• [READING TEXT]:
>>

Vintage Fringe: When Stories Develop Lives of Their Own
Moments before going public about my abortion, I’d boarded a city bus. The wheels on the bus go round and round, sang my toddler, for this was her first experience of public transit and her face now shone with glee. As we bumped and swayed with traffic, my editor called to say that my story was going live. I wished that I, and my child, and the kindly strangers who smiled at her, could stay on the No. 7 bus forever. By the time we got home, someone had already sent me an email. “I just read your story in the Texas Observer,” said the man, “I commend your strength in writing it.” With trepidation, I found my published piece and saw that it had already attracted scores of comments. Not all of them were kind. By dinner time, the Observer’s website seemed to be hosting a cage fight as pro-life and pro-choice advocates duked it out in the margins of my story. As my husband and I read what strangers thought about the most difficult choice we’ve ever made, our daughter sang careful nursery rhymes behind us. I was suddenly afraid of what I’d done.
What I’d done was write about having an abortion. It was a reluctant abortion: my baby’s brain, spine and legs had failed to develop correctly so we’d chosen to ‘interrupt’ my pregnancy rather than deliver him to a life of pain. But still, it was an abortion, and this was Texas. My story described our heartbroken drive from the obstetric office to the abortion clinic, and how new state laws meant that we were harangued about our choices. We’d also been forced to view sonogram images of the child we’d never meet, then were sent home for a day to consider our imminent ‘mistake.’ I was grief-stricken and angry and, because I’m a writer, I wrote it all down. Then I pitched my story to the Texas Observer. For weeks, the Observer’s editor hovered patiently over drafts like someone waiting for a complicated cake to rise. Finally, when the No. 7 bus pulled into afternoon traffic, he was ready for my story to be read.

<<

• [PARTS OF THE EXERCISE]:
[1] In the essay on going public about an abortion, which bus was the writer riding when the story went live?
[2] Continue the essay on going public about an abortion, picking up after its final sentence.

• [THE DATA]:
>>

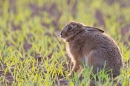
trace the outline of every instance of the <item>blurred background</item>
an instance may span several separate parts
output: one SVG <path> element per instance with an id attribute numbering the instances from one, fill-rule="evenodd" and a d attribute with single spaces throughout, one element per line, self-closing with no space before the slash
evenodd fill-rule
<path id="1" fill-rule="evenodd" d="M 23 62 L 21 64 L 31 63 L 31 56 L 43 57 L 46 61 L 49 61 L 47 58 L 57 57 L 61 63 L 66 62 L 61 60 L 66 52 L 64 44 L 57 42 L 60 41 L 57 33 L 69 21 L 103 29 L 120 46 L 124 61 L 129 61 L 130 0 L 0 0 L 1 71 L 12 67 L 17 69 L 15 65 L 20 61 Z M 14 81 L 12 75 L 5 77 Z"/>

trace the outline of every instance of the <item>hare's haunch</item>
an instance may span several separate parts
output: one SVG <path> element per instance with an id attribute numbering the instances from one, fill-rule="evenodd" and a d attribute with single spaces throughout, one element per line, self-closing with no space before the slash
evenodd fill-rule
<path id="1" fill-rule="evenodd" d="M 113 76 L 120 74 L 123 67 L 122 55 L 116 42 L 103 30 L 88 27 L 78 22 L 69 22 L 61 32 L 61 37 L 68 43 L 68 53 L 73 62 L 69 76 L 77 71 L 86 62 L 88 67 L 93 66 L 93 73 L 98 69 L 112 69 Z"/>

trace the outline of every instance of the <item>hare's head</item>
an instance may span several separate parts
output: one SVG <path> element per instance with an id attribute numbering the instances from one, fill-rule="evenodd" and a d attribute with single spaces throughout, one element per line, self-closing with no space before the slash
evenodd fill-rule
<path id="1" fill-rule="evenodd" d="M 70 40 L 76 34 L 80 33 L 84 29 L 82 28 L 83 24 L 78 22 L 69 22 L 65 25 L 63 30 L 61 31 L 61 37 L 66 41 Z"/>
<path id="2" fill-rule="evenodd" d="M 73 38 L 82 31 L 87 31 L 88 33 L 91 33 L 93 31 L 99 33 L 104 32 L 99 28 L 85 26 L 84 24 L 79 22 L 69 22 L 65 25 L 65 27 L 61 31 L 61 37 L 65 39 L 65 41 L 69 41 L 71 38 Z"/>

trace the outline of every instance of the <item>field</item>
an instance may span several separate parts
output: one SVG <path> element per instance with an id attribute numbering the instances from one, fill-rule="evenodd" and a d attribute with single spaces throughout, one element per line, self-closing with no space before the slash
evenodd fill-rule
<path id="1" fill-rule="evenodd" d="M 89 86 L 91 68 L 82 80 L 67 76 L 72 63 L 58 34 L 69 21 L 103 29 L 121 49 L 117 82 L 101 71 L 97 86 L 130 86 L 129 0 L 0 0 L 0 86 Z"/>

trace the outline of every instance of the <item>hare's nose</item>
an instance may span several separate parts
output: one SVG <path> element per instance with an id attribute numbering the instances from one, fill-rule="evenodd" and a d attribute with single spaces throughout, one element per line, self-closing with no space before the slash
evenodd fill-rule
<path id="1" fill-rule="evenodd" d="M 62 33 L 62 32 L 61 32 L 61 34 L 60 34 L 60 35 L 61 35 L 61 37 L 63 37 L 63 33 Z"/>

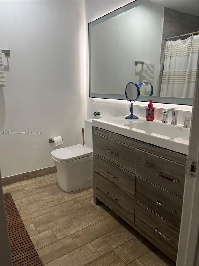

<<

• [RESPONSE LIST]:
[1] The No. 7 bus.

[2]
Against all expectations, the story spread faster than a Texas wildfire. Influential publications forwarded it and tweeted it and recommended it; the Observer’s page views soared, thousands of commenters and bloggers across the ‘net discussed the article, and emails of support poured into my inbox. “I want to be sure you hear a thank you,” strangers said, and “It’s so important that stories like these are told.” “I hope your stories and others like it will help Texas lawmakers revisit and revoke this law.” Requests for radio and magazine interviews came in. My neighbor crossed the street to tell me she’d read about my abortion on Facebook. The New Yorker, the New York Times and TIME linked to the original piece. Meanwhile, as my husband and I watched, astonished, at how our most intimate of stories was going viral, our daughter put her polka-dot shoes on the wrong feet and zigzagged across the kitchen with a broom.